§ Exercise brief
In your answer, print every record exactly as it is written.

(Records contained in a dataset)
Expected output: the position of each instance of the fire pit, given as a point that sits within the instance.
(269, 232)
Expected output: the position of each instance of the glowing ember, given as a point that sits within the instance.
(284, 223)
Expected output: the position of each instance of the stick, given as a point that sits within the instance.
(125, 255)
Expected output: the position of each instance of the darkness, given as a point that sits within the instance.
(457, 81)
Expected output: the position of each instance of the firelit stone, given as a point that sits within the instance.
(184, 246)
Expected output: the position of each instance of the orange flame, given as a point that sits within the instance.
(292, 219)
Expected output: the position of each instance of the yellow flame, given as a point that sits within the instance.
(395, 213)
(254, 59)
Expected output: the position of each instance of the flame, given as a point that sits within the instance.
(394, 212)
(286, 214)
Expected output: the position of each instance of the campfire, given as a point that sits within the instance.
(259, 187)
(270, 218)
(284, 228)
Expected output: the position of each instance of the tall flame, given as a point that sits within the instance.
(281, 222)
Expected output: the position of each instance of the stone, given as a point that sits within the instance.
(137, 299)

§ Written response
Expected output: the position of each instance of the fire pit, given as a point that sits within the instance.
(269, 232)
Expected output: the position of each instance of the glowing ember, given as a point that sits within the instance.
(284, 223)
Expected output: the position of each instance of the stick, given as a point that sits within the instance.
(125, 255)
Expected output: the position of each instance of the darkness, given as a point that sits within the instance.
(457, 81)
Expected output: the position of each instance of the firelit stone, given as a point that sits within the instance.
(184, 246)
Expected output: the position of each instance of the orange flame, given as a point that sits within the instance.
(292, 219)
Expected output: the position of each instance of the yellow flame, given as a point that sits within the instance.
(395, 213)
(254, 59)
Expected output: the position of each instance of the flame, given as a point that sits within the instance.
(394, 212)
(286, 214)
Expected output: the position of each instance of the campfire, given as a point that sits within the instance.
(259, 187)
(270, 218)
(284, 228)
Expected output: the position of each instance of the tall flame, given as a point that sits within the instance.
(281, 222)
Expected output: the position of each instance of the stone, given as a point that sits within the instance.
(137, 299)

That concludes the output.